- What you are asked to do -
Please pull out every line of the listing below that contains the string "another", matching case exactly.

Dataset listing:
-=-=-

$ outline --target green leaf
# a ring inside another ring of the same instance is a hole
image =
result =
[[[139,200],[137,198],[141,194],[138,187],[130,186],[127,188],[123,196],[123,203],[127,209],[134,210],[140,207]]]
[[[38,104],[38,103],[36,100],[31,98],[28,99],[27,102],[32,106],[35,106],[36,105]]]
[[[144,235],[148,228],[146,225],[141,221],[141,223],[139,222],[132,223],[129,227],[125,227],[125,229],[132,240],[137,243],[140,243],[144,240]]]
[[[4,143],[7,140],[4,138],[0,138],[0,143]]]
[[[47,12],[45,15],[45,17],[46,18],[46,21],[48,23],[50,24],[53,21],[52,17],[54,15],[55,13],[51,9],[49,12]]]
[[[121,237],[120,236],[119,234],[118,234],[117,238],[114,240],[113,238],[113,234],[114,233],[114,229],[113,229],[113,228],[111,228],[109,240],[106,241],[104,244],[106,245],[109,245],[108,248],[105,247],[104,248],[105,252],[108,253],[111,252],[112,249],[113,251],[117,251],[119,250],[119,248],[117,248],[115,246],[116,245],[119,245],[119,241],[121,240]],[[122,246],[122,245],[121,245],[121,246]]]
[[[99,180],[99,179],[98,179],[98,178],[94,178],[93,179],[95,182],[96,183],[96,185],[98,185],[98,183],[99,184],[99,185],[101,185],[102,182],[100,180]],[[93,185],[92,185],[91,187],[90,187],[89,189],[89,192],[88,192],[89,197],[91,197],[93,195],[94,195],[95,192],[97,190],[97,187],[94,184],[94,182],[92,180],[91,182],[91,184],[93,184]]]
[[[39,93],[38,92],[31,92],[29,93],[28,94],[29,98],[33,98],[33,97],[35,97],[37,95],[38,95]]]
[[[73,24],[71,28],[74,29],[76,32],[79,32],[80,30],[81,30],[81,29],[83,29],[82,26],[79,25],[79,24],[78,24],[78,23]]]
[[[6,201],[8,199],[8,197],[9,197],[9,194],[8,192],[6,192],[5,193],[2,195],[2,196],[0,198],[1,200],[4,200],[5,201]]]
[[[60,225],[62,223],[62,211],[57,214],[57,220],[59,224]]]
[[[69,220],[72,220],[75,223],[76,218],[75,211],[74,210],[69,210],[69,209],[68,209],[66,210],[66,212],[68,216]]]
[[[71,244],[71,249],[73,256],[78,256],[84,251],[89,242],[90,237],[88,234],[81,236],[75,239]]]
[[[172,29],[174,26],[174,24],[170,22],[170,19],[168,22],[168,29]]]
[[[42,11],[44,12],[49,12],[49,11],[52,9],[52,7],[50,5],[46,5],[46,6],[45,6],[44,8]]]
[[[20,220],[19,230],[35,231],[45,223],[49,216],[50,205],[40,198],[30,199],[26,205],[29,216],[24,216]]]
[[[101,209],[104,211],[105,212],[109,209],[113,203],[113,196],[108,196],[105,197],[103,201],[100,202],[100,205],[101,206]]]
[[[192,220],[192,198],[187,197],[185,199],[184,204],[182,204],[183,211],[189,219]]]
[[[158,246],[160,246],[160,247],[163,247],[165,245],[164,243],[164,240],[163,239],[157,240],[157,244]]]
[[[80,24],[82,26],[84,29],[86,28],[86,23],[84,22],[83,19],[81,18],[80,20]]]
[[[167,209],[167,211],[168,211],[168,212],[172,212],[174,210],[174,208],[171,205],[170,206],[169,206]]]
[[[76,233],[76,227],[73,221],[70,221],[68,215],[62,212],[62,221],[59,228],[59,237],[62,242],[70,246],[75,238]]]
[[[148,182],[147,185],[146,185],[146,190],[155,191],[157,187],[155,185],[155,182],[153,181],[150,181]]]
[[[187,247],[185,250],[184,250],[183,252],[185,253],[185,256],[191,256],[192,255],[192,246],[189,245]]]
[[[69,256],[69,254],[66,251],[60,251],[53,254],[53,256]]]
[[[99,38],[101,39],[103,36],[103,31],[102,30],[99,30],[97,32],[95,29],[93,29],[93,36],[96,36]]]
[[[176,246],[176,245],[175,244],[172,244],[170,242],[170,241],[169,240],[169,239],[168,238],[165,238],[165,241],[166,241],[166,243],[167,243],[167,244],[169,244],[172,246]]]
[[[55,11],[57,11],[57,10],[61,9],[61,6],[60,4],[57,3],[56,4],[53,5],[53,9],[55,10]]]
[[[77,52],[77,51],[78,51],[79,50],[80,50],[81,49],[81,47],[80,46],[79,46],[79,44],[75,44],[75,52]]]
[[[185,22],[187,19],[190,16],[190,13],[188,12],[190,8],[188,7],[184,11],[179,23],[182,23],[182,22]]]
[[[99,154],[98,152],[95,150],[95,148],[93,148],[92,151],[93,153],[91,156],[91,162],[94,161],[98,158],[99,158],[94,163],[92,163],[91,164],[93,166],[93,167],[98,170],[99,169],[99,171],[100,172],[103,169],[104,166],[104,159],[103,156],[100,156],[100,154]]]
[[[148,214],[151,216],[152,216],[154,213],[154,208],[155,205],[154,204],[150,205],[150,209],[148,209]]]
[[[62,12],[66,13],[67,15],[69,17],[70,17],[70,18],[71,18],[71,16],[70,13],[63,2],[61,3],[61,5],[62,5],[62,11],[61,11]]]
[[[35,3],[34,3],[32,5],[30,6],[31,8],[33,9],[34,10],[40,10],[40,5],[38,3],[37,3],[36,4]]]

-=-=-

- Solution for this task -
# a ring inside another ring of the same instance is a hole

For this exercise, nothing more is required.